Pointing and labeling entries
· · · · ·

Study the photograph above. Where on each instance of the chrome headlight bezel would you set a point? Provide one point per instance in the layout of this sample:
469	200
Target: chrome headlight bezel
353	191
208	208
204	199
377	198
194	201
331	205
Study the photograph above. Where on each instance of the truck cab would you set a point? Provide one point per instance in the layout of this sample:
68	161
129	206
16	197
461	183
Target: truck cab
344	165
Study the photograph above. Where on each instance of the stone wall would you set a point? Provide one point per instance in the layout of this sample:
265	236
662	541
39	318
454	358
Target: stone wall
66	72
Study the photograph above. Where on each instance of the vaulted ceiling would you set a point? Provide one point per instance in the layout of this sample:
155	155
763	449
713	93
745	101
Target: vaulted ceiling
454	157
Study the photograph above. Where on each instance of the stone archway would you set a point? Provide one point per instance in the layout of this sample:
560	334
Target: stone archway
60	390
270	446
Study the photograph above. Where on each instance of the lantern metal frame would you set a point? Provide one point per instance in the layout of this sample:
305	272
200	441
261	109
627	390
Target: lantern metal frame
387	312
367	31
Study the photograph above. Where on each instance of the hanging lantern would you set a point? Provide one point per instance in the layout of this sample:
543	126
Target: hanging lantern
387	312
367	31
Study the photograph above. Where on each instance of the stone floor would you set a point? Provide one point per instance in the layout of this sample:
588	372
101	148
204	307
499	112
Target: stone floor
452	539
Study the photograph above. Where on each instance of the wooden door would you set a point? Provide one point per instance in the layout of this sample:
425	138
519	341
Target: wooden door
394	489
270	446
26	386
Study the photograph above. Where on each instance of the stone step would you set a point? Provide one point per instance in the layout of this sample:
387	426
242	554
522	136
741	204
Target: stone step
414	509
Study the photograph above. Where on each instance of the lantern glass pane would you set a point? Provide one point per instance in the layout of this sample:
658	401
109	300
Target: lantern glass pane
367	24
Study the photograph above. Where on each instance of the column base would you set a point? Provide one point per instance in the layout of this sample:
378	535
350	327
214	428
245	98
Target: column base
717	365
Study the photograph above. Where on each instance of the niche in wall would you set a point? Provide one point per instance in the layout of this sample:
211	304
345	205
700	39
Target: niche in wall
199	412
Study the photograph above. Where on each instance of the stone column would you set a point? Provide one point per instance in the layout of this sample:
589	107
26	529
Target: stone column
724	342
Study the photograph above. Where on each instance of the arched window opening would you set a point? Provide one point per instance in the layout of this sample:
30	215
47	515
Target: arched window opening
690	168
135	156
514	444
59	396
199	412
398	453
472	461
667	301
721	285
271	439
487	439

· · · · ·

DIRECTION —
Extract all the material, leaving every line as it is.

FULL OUTPUT —
Study the photograph above. Where on each instance of the chrome headlight bezel would you set a point? Provide one point per instance in the layout of this sample:
469	200
Target: chrome headlight bezel
353	191
208	208
204	199
377	198
194	201
331	205
Study the photograph above. Where on each instance of the truck cab would you set a point? Provide one point per instance in the layout of this sample:
68	161
129	206
16	197
461	183
Target: truck cab
344	165
Study the photograph above. Where on each instance of the stone wall would you set a point? Provide one point per instance in the layout of this sample:
265	236
662	541
39	318
454	358
Target: stone wall
66	72
Study the photograph above. Where on each instance of the vaulted ceiling would you set a point? Provide one point per instance in the layout of this sample:
155	155
763	449
713	93
745	101
Target: vaulted ceiling
454	157
Study the photograph above. Where on each instance of the stone archway would you set a point? Provide one point per instance in the layout of this sample:
560	334
Target: stone archway
60	390
270	446
Study the photograph above. Where on each instance of the lantern metal frame would you set a point? Provide one point per instance in the layout of this sample:
305	272
200	441
261	109
627	390
Target: lantern metal frame
387	312
367	31
Study the photograph above. Where on each instance of the hanging lantern would you set a point? Provide one point per instance in the layout of this sample:
543	126
Target: hanging lantern
387	312
367	31
Study the photograph above. Where on each instance of the stone floor would you set a point? Provide one point per instance in the layout of this sample:
588	372
101	148
204	307
499	112
Target: stone floor
452	539
Study the photograph above. Where on each instance of the wooden door would you set a point? Provide one point per instance in the layout of this sample:
425	138
519	341
Target: wooden door
394	489
270	446
26	386
Study the photograph above. Where on each instance of the stone step would you set a point? Provide one point per instance in the layout of this sample:
387	426
242	554
522	136
741	204
Target: stone step
414	509
Study the photograph above. Where on each instance of the lantern glass pane would you set a point? Provide one point per instance in the layout of this sample:
658	401
109	300
Target: lantern glass pane
367	24
Study the photograph above. Where on each instance of the column base would you set a point? Provide one point per instance in the layout of this sample:
378	535
350	327
214	428
245	98
Target: column base
717	365
Study the photograph above. Where on each instance of the niche in wall would you set a point? Provide one point per instance in the layout of this sample:
211	304
345	205
700	39
Target: niche in wall
199	412
Study the photograph above. Where on each instance of the stone column would you set a point? Provide one point per instance in the layout of this sample:
589	107
26	529
Target: stone column
724	342
Study the photograph above. Where on each instance of the arched window opening would you set a point? Provide one point per instance in the layout of this sample:
30	215
47	515
Target: arched window opening
690	168
135	156
514	444
59	396
199	412
398	453
472	461
667	301
721	285
271	439
487	439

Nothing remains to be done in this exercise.